**The task**
Read the records and gather each line that includes "snow".

#### Data supplied ####

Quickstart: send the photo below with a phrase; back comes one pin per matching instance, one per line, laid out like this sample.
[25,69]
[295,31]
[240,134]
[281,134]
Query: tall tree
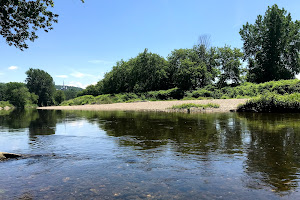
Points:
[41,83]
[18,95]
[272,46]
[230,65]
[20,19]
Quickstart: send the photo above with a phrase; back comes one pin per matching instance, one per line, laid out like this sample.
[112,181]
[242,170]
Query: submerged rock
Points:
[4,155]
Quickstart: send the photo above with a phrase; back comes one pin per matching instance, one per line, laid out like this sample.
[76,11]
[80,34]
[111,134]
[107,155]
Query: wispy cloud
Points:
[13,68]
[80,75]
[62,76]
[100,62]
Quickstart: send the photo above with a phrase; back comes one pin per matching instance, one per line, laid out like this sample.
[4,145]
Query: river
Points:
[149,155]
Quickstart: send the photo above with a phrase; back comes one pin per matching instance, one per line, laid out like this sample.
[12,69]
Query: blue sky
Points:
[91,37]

####
#### Data supplied ####

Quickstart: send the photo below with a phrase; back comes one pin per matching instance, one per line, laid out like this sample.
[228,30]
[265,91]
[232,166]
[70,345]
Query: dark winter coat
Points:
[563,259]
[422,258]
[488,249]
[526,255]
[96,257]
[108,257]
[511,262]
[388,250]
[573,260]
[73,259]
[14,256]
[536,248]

####
#### Data supplied ####

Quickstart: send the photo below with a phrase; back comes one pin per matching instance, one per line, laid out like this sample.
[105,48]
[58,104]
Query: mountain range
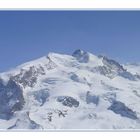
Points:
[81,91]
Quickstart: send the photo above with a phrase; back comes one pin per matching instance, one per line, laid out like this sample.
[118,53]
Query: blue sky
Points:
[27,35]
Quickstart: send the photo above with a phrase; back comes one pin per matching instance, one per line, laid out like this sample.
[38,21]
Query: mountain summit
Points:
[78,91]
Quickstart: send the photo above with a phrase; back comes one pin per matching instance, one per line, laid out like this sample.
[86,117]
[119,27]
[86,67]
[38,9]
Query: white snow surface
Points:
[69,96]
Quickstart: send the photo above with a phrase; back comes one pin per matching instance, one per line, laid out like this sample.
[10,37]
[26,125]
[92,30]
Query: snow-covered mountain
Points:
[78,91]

####

**Output for this task**
Query: white snow surface
Query: snow-covered mountain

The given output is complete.